**Document segment:**
···

1.9 Implementing Cameras
In our exploration of computer graphics, we've primarily focused on rendering 2D objects until now. It's time to venture into the realm of 3D rendering and introduce the concept of a camera into our code. You might be surprised to learn that the camera isn't a built-in feature defined within the GPU pipeline or the WebGPU API standard. Instead, we'll craft our own camera by simulating a pinhole camera using model-view transformations and projection onto our vertices, achieved through matrix multiplications.
Launch Playground - 1_09_camerasBefore diving into the camera implementation, let's first examine the coordinate systems used by the graphics pipeline and the methods for converting between them. While not every coordinate system is part of the WebGPU specification, these represent the most common approaches to handling coordinate conversion.
Handedness
To understand any coordinate system, we must first grasp the concept of handedness. A 3D coordinate system can be either left-handed or right-handed. Imagine facing the xy plane with the x-axis pointing to the right and the y-axis pointing up. The choice of handedness determines the direction of the z-axis.
In a right-handed system, if you align your right hand's thumb with the positive x direction and your index finger with the positive y direction, your middle finger will point in the positive z direction. Conversely, in a left-handed system, using your left hand in the same manner will indicate the positive z direction.
To visualize this, picture your computer screen as the xy coordinate plane. In a right-handed system, the z-axis points towards you, while in a left-handed system, it points into the screen.
The choice of handedness is a convention you establish for your program. While the specific system doesn't matter, understanding the concept is crucial for making sense of the mathematics in your application. The handedness of certain coordinates is determined by the WebGPU specification, while for others, it depends on your chosen math library. In our case, we're using the glMatrix library, which adopts a right-handed system to align with OpenGL conventions.
Local coordinates
Most 3D models are created in their own coordinate system, known as local coordinates. For instance, in video game development, a 3D character is typically modeled in a 3D application using its own coordinate system. For convenience, the character might be positioned at the origin in this local space.
World coordinates
A single model doesn't create an entire game world. Often, we need to load numerous 3D models and construct a 3D scene from them. In most 3D applications, models are dynamic—you can move, rotate, and scale them within the 3D scene. Consequently, we can't rely solely on each model's local coordinates. We need to transform their coordinate systems into a unified one.
At this stage, our primary concern is the translation, rotation, and scaling of the models and their relative positions. We can choose any point in 3D space as the world's origin and offset all models accordingly. Regardless of which coordinate system you designate as the world coordinate system, the conversion from a model's local coordinates to world coordinates should be accomplished through a single matrix multiplication. This matrix is called the model matrix. After this conversion, all models in the scene should use the same coordinate system.
View coordinates
Our ultimate goal is to project the 3D scene onto a 2D view plane. This projection is calculated relative to the viewpoint, which is the location of the camera. To simplify this process, we convert the coordinate system once more, creating what's known as the view coordinate system.

···

**Stored data:**
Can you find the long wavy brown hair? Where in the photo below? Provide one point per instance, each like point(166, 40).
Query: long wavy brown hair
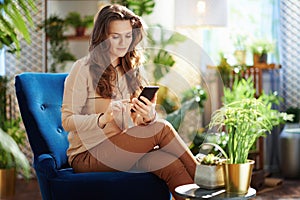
point(101, 70)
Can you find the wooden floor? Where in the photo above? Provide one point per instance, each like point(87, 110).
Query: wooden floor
point(288, 189)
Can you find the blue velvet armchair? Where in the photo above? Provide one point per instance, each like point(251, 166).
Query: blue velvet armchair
point(39, 97)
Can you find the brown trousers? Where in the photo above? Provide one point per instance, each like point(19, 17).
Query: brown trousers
point(155, 148)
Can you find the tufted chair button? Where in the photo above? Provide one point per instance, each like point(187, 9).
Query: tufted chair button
point(59, 130)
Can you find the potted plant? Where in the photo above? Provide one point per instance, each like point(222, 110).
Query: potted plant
point(244, 120)
point(54, 27)
point(79, 23)
point(260, 49)
point(11, 157)
point(15, 25)
point(210, 172)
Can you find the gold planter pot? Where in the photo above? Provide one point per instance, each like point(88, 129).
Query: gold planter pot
point(238, 177)
point(7, 182)
point(209, 176)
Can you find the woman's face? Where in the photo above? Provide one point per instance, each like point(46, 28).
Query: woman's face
point(120, 37)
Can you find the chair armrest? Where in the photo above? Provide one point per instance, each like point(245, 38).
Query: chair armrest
point(45, 164)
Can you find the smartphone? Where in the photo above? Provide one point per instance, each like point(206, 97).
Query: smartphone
point(148, 92)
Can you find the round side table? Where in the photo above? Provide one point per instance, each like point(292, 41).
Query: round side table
point(193, 191)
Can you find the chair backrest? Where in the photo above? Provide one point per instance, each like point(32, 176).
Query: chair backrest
point(40, 98)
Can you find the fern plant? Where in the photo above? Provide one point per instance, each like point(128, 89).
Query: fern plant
point(15, 19)
point(245, 118)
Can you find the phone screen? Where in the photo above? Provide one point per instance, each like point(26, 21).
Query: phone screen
point(148, 92)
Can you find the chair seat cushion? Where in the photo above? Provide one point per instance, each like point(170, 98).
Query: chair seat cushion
point(108, 185)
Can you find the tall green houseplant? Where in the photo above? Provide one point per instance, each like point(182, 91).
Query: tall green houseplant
point(245, 118)
point(15, 19)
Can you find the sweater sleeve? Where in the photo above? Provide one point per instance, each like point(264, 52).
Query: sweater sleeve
point(74, 99)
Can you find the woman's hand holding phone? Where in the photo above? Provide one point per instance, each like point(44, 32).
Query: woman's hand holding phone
point(145, 108)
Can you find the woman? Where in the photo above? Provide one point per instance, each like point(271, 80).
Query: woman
point(100, 91)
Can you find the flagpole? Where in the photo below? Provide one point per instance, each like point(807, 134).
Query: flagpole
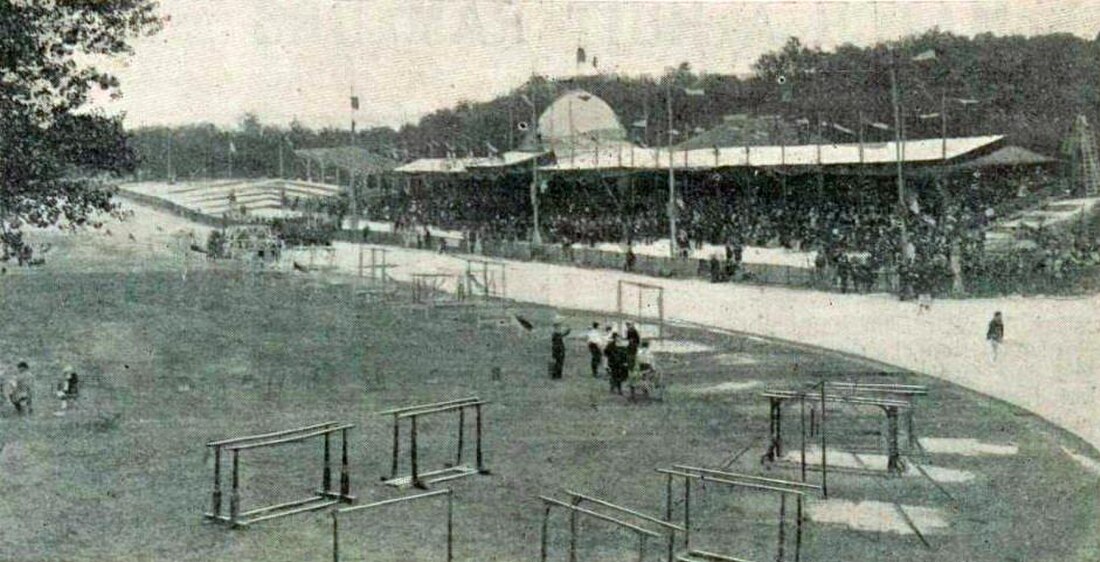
point(895, 97)
point(672, 180)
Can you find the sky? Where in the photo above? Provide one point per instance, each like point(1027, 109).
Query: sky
point(286, 59)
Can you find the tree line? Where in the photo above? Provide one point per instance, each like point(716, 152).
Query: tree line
point(1027, 88)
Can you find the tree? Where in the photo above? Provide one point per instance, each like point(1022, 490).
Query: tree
point(51, 151)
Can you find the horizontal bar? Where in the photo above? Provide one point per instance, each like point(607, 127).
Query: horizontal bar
point(627, 510)
point(881, 388)
point(268, 436)
point(441, 409)
point(426, 495)
point(290, 439)
point(712, 555)
point(600, 516)
point(836, 398)
point(642, 285)
point(282, 506)
point(430, 405)
point(747, 476)
point(321, 505)
point(704, 477)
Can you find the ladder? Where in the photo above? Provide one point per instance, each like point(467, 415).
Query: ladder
point(1086, 146)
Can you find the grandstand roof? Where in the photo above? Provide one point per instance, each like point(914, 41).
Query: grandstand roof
point(351, 158)
point(1008, 156)
point(620, 155)
point(915, 151)
point(470, 164)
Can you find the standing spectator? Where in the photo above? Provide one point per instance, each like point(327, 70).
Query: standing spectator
point(68, 388)
point(616, 364)
point(996, 333)
point(634, 341)
point(558, 350)
point(595, 348)
point(18, 389)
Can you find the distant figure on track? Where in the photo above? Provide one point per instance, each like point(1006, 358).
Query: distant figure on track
point(558, 350)
point(595, 341)
point(616, 363)
point(634, 341)
point(996, 333)
point(68, 388)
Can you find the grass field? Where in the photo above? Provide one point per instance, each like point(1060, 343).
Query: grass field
point(169, 364)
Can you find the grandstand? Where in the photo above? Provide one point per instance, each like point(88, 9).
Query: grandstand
point(260, 198)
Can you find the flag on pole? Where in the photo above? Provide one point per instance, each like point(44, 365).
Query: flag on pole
point(785, 92)
point(926, 55)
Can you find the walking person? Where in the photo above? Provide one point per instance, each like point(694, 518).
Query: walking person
point(994, 334)
point(616, 364)
point(558, 350)
point(68, 388)
point(633, 341)
point(595, 341)
point(18, 389)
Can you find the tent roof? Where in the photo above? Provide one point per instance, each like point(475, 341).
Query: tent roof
point(351, 158)
point(746, 130)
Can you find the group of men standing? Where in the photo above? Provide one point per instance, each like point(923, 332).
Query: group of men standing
point(18, 388)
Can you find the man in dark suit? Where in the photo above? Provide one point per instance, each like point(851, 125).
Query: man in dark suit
point(558, 350)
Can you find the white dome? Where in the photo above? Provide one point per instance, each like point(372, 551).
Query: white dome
point(580, 118)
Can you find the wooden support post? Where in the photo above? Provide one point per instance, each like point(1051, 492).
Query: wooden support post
point(909, 426)
point(327, 471)
point(344, 473)
point(542, 541)
point(782, 527)
point(802, 419)
point(216, 496)
point(336, 537)
point(477, 441)
point(686, 513)
point(450, 526)
point(668, 497)
point(397, 447)
point(824, 461)
point(798, 529)
point(413, 454)
point(234, 495)
point(462, 423)
point(893, 454)
point(572, 536)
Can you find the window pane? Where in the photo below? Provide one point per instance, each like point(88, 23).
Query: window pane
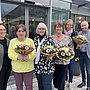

···

**What you will do:**
• A. From the camera tutorial, reproduce word for word the part that opens with the words containing "1.9 Implementing Cameras" and closes with "through matrix multiplications.".
• B. In the camera tutorial, what handedness does the glMatrix library use?
• C. Carry the camera tutorial on from its last sentence.

**Exercise results:**
• A.
1.9 Implementing Cameras
In our exploration of computer graphics, we've primarily focused on rendering 2D objects until now. It's time to venture into the realm of 3D rendering and introduce the concept of a camera into our code. You might be surprised to learn that the camera isn't a built-in feature defined within the GPU pipeline or the WebGPU API standard. Instead, we'll craft our own camera by simulating a pinhole camera using model-view transformations and projection onto our vertices, achieved through matrix multiplications.

• B. A right-handed system, to match OpenGL conventions.

• C.
In this new system, the camera's position becomes the origin. The y-axis points upward, the x-axis points to the right, and in our right-handed coordinate system, the z-axis points towards the camera. Consequently, the negative z-axis extends into the scene. This transformation allows us to calculate the projection from the camera's perspective more easily.
Projection
Projection is the process of transforming our 3D scene onto a 2D plane, and there are two primary types: perspective and orthogonal.
Perspective projection mimics how we perceive depth in the real world, where objects farther from the viewer appear smaller. This creates a sense of depth and realism in rendered scenes. Orthogonal projection, on the other hand, maintains object size regardless of distance. While less common in realistic rendering, orthogonal projection has valuable applications in technical drawings and certain types of games.
In this discussion, we'll focus on perspective projection, reserving orthogonal projection for a future exploration. The following image illustrates the key difference between these two projection types:
To model our camera, we use a simple pinhole model. In this model, the visible volume forms a shape called a frustum - essentially a truncated pyramid. The front face of this frustum can be thought of as our screen or view plane.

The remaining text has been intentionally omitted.